● Records shown

********************

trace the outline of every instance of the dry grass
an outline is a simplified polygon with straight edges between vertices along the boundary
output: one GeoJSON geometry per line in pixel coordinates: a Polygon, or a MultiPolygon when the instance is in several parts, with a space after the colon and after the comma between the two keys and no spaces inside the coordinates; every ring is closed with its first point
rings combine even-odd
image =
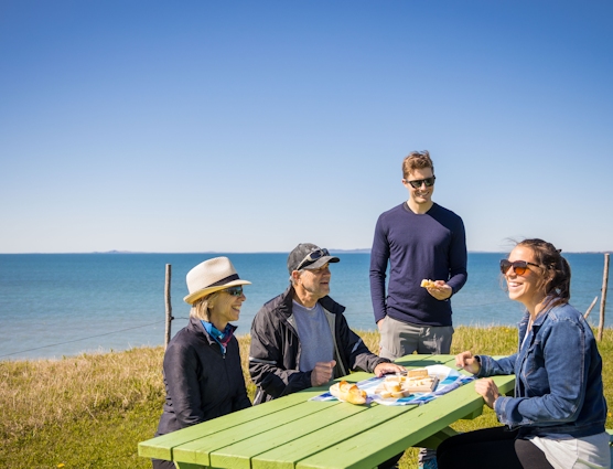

********************

● Objective
Rewrite the data with "dry grass" changed to "fallen leaves" and everything else left as it is. Omit the pictures.

● Reply
trace the outline of every instance of the fallen leaves
an outline is a simplified polygon with straight edges between vertices along the boundary
output: one GeoJSON geometry per line in pixel coordinates: a Polygon, or a MultiPolygon when the instance is in several parts, with a space after the colon and after the comma between the two keys and no spaces inside the coordinates; every ring is closed with its first point
rings combine even-odd
image =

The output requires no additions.